Can you write out again every line from the one holding "Objective: locate each instance of the man in dark" through the one holding "(663, 1112)", inclusive, requests included, shifting each point coordinate in the answers up by 41? Leave all other records out.

Dataset items:
★ ★ ★ ★ ★ ★ ★

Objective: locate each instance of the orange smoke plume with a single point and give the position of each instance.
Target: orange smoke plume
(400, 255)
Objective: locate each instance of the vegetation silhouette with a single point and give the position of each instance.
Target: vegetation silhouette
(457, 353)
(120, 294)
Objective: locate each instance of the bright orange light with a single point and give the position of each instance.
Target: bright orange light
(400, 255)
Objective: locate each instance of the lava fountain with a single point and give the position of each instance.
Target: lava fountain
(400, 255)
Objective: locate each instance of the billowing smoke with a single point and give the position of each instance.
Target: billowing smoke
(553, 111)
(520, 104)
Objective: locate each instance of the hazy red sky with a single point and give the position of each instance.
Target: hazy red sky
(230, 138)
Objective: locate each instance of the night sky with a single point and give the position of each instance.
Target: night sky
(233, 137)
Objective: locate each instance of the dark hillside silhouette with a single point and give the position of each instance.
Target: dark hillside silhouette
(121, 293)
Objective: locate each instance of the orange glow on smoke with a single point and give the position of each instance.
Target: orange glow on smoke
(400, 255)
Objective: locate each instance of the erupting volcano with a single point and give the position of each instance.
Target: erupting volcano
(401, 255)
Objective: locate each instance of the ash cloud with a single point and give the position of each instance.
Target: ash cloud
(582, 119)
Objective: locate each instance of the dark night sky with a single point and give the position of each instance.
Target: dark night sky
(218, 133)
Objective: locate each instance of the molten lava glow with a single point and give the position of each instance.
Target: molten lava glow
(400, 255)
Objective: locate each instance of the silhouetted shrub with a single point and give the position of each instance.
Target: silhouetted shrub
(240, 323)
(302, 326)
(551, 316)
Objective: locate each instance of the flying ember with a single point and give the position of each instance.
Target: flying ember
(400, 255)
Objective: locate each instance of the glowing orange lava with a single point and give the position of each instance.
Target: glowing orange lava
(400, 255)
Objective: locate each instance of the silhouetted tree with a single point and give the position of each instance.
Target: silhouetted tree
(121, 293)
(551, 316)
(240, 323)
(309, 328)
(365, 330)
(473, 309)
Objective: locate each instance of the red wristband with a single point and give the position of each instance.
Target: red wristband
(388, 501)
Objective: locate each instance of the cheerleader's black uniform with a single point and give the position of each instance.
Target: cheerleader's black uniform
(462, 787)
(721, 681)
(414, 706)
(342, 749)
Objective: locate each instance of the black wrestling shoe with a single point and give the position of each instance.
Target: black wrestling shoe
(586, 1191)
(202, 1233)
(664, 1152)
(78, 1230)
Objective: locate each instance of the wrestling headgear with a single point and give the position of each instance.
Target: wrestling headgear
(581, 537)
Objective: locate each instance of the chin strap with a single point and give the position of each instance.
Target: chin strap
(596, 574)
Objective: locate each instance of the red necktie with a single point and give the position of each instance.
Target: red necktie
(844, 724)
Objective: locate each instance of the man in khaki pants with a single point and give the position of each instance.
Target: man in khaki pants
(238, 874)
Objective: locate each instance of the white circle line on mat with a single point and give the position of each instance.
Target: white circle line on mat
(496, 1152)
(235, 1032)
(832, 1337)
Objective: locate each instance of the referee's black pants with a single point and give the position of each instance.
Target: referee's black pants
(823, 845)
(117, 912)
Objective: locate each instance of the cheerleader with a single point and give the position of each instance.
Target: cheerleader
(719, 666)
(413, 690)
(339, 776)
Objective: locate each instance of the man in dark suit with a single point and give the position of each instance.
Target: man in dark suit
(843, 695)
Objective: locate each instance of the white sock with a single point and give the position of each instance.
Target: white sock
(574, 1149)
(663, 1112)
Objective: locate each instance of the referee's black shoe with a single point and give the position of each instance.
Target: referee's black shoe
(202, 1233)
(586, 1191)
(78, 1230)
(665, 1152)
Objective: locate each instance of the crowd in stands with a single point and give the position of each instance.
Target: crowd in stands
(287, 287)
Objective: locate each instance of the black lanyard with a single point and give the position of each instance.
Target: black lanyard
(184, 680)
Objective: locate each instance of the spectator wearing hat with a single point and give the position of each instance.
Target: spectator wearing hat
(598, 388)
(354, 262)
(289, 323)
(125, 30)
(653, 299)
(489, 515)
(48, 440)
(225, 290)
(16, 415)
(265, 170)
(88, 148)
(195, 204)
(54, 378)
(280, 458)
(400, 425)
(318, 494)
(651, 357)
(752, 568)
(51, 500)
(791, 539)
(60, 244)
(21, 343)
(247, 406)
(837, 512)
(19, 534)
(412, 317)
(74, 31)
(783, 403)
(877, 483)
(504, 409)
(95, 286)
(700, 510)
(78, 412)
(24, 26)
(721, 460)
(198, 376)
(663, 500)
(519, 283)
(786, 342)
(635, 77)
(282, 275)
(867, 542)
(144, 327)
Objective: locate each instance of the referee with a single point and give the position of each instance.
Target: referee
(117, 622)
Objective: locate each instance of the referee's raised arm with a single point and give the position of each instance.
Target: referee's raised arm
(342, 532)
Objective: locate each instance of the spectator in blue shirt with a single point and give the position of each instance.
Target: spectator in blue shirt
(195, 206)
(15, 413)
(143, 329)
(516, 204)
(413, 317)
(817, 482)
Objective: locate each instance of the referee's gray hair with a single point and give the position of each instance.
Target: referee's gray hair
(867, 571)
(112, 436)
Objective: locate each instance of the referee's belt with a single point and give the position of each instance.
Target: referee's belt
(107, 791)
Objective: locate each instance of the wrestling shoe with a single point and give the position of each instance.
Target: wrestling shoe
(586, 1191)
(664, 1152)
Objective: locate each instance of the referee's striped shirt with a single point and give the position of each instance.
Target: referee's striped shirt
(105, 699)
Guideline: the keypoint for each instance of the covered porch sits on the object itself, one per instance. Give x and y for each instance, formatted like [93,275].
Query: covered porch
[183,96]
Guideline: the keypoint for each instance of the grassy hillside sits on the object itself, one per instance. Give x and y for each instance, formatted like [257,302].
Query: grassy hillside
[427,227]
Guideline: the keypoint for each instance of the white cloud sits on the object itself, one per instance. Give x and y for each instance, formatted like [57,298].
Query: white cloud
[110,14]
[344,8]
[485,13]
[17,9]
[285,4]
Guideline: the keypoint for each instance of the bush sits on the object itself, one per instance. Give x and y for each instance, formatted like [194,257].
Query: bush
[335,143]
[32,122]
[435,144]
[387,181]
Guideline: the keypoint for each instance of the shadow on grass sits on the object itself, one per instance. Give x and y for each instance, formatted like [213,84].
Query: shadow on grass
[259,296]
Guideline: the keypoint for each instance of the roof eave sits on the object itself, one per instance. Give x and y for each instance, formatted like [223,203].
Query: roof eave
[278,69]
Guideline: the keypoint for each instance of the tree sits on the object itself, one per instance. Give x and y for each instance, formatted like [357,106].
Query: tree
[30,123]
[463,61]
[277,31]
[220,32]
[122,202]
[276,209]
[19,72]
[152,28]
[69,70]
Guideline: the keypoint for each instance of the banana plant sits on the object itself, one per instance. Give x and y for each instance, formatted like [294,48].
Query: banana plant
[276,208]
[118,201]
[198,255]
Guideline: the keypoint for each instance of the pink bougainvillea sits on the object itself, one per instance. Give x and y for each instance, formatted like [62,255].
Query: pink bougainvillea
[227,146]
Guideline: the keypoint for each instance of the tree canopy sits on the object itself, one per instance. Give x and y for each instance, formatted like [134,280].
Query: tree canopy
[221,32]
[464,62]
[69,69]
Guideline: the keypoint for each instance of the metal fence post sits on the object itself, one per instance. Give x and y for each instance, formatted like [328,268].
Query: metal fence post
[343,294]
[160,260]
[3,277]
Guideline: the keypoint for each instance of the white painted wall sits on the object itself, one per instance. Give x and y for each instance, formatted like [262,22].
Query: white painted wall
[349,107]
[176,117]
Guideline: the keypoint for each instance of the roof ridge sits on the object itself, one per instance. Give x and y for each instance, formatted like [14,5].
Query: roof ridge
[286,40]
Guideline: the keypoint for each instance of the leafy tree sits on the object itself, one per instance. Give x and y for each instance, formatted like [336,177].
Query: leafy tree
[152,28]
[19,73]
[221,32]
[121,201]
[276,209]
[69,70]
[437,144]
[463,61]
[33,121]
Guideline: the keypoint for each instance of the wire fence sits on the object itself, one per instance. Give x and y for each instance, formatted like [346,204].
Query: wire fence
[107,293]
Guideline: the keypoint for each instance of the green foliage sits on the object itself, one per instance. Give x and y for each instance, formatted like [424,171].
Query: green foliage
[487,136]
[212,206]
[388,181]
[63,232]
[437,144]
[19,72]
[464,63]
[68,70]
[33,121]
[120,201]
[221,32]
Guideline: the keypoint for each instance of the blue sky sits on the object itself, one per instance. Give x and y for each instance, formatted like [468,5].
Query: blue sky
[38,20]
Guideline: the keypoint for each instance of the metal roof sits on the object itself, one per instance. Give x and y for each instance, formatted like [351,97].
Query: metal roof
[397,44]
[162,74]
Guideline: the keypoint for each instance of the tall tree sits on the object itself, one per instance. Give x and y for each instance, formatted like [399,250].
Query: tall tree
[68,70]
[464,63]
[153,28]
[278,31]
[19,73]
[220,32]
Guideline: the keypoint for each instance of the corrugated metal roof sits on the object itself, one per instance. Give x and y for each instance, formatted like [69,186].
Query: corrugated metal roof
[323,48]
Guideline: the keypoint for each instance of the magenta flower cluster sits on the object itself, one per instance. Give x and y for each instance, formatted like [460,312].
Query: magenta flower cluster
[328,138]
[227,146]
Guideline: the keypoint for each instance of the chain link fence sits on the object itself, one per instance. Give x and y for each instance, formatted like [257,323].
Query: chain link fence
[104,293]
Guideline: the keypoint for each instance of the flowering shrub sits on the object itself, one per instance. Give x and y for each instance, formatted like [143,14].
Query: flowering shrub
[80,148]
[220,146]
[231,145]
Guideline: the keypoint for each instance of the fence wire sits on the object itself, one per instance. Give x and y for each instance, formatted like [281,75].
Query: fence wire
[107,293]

★ ★ ★ ★ ★ ★ ★

## [Complete output]
Objective: locate each instance of the man in dark suit with a single point and give the position of each instance.
Target: man in dark suit
(884, 736)
Objective: locate each instance of the white sock with a single point and give the position of each instance.
Target: white sock
(615, 1190)
(704, 1153)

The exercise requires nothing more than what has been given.